Exercise task
Copy the listing from its first line through the line containing "top-left (125, 280), bottom-right (368, 305)", with "green leaf" changed to "yellow leaf" and everything else left unchanged.

::::

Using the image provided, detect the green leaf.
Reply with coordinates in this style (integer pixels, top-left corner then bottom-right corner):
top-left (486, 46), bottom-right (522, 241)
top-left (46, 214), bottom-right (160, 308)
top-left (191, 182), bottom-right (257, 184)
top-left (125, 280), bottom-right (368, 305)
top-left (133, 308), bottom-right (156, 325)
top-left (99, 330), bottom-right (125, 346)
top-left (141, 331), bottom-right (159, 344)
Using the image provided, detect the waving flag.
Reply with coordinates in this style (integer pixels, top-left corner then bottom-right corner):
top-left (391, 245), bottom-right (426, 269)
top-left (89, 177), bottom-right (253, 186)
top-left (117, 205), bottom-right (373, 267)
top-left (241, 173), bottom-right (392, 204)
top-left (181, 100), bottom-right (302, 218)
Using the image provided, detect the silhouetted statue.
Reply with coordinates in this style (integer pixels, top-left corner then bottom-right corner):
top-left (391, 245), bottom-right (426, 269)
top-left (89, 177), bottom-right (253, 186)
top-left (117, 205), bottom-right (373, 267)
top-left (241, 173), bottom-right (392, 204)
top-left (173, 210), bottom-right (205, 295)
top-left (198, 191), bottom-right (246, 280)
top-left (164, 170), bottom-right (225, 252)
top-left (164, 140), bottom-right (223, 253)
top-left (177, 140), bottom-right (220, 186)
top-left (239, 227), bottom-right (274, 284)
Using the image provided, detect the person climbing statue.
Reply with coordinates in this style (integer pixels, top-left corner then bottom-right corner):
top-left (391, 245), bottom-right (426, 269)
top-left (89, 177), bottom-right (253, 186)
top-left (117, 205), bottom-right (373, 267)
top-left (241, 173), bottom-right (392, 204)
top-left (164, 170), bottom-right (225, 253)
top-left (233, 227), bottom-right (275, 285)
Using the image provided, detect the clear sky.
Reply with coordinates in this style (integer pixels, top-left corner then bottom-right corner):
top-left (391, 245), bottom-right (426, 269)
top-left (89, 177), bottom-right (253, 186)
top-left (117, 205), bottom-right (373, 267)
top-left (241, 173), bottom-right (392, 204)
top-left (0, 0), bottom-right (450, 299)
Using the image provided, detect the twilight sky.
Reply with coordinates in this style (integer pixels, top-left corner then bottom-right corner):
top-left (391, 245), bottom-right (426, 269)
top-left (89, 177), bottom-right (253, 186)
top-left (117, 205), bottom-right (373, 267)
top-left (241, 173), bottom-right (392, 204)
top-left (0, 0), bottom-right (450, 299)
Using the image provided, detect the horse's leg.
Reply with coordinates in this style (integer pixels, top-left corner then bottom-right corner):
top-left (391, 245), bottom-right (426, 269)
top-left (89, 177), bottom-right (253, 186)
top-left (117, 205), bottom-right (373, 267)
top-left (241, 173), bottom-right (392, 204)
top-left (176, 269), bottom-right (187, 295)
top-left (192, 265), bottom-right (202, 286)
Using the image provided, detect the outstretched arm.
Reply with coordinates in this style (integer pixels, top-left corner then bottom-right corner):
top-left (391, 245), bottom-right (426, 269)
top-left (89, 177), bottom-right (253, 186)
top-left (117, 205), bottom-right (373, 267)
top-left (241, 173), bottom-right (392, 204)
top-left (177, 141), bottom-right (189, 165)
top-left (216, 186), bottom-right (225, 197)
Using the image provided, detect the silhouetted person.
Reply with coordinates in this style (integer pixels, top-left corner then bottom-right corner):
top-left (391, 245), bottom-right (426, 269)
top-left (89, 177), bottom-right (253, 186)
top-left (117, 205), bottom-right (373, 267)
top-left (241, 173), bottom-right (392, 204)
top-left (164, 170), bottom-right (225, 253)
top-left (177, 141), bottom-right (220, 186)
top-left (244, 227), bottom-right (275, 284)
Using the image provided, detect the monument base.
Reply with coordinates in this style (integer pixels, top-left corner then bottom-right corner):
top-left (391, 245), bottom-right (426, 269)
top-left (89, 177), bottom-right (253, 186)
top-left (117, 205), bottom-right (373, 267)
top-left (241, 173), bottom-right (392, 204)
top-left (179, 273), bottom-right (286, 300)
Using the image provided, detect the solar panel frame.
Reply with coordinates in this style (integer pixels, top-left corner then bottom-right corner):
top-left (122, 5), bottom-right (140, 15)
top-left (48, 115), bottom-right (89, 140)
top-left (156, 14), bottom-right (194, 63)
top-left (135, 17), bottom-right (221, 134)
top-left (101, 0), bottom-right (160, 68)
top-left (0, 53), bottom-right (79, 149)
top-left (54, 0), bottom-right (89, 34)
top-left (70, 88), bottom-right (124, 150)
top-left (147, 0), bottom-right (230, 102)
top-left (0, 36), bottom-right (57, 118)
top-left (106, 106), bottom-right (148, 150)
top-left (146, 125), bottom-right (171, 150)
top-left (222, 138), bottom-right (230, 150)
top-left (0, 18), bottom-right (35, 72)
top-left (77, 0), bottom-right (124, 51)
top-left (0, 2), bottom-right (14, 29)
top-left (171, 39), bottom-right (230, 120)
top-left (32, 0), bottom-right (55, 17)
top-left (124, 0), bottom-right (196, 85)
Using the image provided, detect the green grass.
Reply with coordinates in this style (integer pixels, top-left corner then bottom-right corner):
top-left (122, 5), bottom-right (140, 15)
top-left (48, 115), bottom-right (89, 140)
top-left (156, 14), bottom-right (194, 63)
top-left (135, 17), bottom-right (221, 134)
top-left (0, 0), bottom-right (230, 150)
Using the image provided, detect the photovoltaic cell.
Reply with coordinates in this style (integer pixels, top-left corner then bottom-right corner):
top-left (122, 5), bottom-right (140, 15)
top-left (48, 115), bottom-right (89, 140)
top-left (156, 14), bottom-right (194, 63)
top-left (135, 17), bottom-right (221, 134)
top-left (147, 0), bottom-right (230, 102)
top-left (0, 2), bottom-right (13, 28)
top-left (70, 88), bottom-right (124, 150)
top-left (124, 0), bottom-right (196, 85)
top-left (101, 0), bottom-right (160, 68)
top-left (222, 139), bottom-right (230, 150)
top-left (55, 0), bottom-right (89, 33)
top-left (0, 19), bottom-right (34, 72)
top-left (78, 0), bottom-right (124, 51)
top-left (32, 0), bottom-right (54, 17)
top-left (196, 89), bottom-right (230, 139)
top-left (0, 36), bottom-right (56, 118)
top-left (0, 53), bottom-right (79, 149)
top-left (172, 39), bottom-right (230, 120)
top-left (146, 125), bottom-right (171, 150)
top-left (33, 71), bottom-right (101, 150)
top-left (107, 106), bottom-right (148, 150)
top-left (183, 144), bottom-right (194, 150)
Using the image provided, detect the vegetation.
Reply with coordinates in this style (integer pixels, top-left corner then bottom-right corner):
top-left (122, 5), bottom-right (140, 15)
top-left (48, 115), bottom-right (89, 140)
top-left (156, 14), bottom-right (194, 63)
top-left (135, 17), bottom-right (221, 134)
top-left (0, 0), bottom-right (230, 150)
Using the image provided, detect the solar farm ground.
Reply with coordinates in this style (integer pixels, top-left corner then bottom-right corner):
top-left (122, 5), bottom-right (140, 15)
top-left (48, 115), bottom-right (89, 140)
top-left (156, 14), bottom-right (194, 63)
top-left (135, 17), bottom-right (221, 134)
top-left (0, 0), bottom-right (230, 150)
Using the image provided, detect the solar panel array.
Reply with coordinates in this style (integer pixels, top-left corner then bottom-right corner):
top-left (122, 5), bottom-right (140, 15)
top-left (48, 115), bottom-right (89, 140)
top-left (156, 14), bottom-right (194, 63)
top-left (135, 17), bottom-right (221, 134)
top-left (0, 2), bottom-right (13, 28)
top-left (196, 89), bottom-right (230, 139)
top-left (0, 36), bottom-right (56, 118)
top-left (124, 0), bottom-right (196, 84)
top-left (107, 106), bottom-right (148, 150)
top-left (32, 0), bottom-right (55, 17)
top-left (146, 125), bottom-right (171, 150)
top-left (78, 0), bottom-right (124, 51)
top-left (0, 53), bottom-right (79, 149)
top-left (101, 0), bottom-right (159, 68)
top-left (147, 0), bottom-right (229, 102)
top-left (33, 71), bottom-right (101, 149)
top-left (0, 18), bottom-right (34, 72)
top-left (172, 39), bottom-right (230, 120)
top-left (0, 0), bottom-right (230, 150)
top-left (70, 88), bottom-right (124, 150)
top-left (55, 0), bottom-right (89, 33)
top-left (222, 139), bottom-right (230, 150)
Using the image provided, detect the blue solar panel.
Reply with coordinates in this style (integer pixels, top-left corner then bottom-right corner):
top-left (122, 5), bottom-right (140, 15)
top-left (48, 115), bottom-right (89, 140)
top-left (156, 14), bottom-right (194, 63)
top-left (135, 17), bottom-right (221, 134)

::::

Output for this exercise
Using the image provided, detect the yellow leaf.
Reply with coordinates in this style (integer pixels, top-left corner then bottom-right corner):
top-left (486, 46), bottom-right (522, 241)
top-left (46, 214), bottom-right (160, 308)
top-left (191, 182), bottom-right (257, 184)
top-left (125, 280), bottom-right (368, 305)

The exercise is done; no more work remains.